Put the lines into a Markdown table with the columns Row and Line. Begin at the line that has "[trace] red vehicle -> outlines", stop after the line that has "M13 113L27 113L27", and leave out any blank lines.
## START Data to process
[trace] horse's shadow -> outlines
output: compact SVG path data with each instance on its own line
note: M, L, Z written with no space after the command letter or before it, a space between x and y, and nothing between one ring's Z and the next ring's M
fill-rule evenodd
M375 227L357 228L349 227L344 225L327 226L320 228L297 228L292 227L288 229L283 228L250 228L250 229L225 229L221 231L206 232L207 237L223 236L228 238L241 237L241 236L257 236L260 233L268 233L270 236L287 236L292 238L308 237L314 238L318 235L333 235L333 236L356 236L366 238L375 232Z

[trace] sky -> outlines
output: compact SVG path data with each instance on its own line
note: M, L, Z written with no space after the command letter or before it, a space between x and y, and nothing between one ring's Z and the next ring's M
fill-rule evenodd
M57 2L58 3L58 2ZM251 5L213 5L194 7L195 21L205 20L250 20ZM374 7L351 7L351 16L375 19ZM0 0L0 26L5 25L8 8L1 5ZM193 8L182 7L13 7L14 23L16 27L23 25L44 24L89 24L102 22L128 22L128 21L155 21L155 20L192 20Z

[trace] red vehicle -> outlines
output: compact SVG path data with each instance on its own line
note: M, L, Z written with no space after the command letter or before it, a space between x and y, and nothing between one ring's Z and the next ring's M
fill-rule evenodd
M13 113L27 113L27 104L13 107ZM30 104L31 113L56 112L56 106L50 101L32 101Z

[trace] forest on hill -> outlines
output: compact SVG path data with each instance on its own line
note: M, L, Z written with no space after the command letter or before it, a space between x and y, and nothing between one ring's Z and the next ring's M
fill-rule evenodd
## END Data to process
## START Data to process
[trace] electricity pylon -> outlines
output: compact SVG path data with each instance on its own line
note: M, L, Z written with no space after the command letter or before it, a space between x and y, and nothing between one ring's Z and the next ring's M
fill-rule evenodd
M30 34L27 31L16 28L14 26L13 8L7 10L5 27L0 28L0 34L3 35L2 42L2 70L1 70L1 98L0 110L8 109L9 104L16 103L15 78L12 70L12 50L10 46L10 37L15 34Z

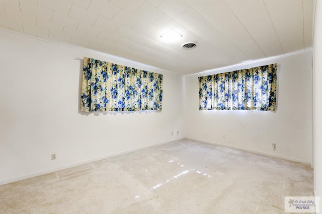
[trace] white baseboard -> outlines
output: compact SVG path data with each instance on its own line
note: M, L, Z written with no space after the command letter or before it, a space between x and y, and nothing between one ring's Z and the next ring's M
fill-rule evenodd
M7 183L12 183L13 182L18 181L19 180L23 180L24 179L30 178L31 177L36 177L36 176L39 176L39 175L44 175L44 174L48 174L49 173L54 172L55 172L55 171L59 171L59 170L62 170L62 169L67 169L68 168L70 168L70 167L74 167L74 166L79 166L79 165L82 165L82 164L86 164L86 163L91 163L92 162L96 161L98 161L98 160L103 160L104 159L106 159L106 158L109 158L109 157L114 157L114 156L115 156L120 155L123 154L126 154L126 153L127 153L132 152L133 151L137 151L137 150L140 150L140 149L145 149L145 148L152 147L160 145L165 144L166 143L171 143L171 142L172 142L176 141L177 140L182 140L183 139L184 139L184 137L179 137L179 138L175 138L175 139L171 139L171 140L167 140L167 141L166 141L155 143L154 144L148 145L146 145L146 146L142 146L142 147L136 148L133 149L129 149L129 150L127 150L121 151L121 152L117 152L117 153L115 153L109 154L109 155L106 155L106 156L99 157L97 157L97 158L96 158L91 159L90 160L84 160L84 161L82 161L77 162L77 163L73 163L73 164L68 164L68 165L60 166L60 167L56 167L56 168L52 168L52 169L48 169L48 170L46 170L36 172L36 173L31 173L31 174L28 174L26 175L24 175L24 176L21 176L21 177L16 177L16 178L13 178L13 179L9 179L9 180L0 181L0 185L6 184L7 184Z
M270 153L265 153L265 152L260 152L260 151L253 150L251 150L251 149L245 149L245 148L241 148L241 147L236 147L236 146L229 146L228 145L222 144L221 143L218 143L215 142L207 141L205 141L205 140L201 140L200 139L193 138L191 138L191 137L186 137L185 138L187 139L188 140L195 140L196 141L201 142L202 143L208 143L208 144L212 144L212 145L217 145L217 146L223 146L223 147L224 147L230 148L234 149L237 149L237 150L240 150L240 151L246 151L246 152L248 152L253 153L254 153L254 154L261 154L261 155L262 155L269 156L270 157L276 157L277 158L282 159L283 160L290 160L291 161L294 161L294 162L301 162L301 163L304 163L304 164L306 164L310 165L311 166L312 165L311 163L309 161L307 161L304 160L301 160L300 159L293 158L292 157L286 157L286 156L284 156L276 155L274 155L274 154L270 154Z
## END Data to process
## START Data to process
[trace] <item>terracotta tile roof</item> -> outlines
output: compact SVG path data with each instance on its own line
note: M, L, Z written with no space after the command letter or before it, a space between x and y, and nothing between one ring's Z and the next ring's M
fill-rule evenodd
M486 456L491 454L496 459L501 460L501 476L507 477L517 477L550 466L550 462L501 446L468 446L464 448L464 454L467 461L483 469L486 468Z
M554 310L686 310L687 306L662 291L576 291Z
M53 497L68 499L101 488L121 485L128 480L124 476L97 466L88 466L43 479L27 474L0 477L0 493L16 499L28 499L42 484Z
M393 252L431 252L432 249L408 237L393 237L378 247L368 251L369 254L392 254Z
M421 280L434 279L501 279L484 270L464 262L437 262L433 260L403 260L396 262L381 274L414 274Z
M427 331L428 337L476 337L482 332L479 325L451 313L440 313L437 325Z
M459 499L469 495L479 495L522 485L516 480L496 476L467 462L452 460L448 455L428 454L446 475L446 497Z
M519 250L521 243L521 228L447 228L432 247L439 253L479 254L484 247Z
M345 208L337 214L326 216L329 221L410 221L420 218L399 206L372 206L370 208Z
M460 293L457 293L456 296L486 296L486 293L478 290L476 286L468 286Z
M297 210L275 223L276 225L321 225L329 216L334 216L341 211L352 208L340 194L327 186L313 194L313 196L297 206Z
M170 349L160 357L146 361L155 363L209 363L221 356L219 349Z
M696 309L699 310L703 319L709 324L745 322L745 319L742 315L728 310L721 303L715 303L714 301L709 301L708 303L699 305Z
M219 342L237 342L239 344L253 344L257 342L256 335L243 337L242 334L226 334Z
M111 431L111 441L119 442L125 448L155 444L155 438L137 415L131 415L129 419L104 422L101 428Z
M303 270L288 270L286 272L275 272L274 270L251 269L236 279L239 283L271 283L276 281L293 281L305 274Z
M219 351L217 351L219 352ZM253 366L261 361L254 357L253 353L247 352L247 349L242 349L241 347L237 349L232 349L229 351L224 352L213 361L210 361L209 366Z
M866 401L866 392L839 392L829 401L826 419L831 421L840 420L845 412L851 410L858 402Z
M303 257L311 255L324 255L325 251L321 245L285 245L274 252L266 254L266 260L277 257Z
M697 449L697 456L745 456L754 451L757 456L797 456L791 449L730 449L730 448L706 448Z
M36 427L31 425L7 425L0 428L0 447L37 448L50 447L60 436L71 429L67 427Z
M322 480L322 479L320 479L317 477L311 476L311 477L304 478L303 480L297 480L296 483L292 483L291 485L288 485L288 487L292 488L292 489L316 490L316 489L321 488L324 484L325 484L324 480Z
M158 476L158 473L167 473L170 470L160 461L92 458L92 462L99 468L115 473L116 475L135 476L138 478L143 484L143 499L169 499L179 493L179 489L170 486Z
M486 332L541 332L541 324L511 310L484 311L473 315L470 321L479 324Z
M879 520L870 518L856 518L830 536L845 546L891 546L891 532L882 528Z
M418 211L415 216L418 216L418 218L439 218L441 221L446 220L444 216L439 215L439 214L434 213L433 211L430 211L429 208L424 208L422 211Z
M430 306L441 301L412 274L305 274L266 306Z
## END Data to process
Final answer
| Row | Line |
|---|---|
| 1 | [trace] red vehicle -> outlines |
| 2 | output: compact SVG path data with each instance on its own line |
| 3 | note: M, L, Z written with no space after the command letter or before it, a space between x and y, and nothing between one ring's Z and the next ring's M |
| 4 | fill-rule evenodd |
| 5 | M13 113L27 113L27 104L13 107ZM30 104L31 113L56 112L56 106L50 101L32 101Z |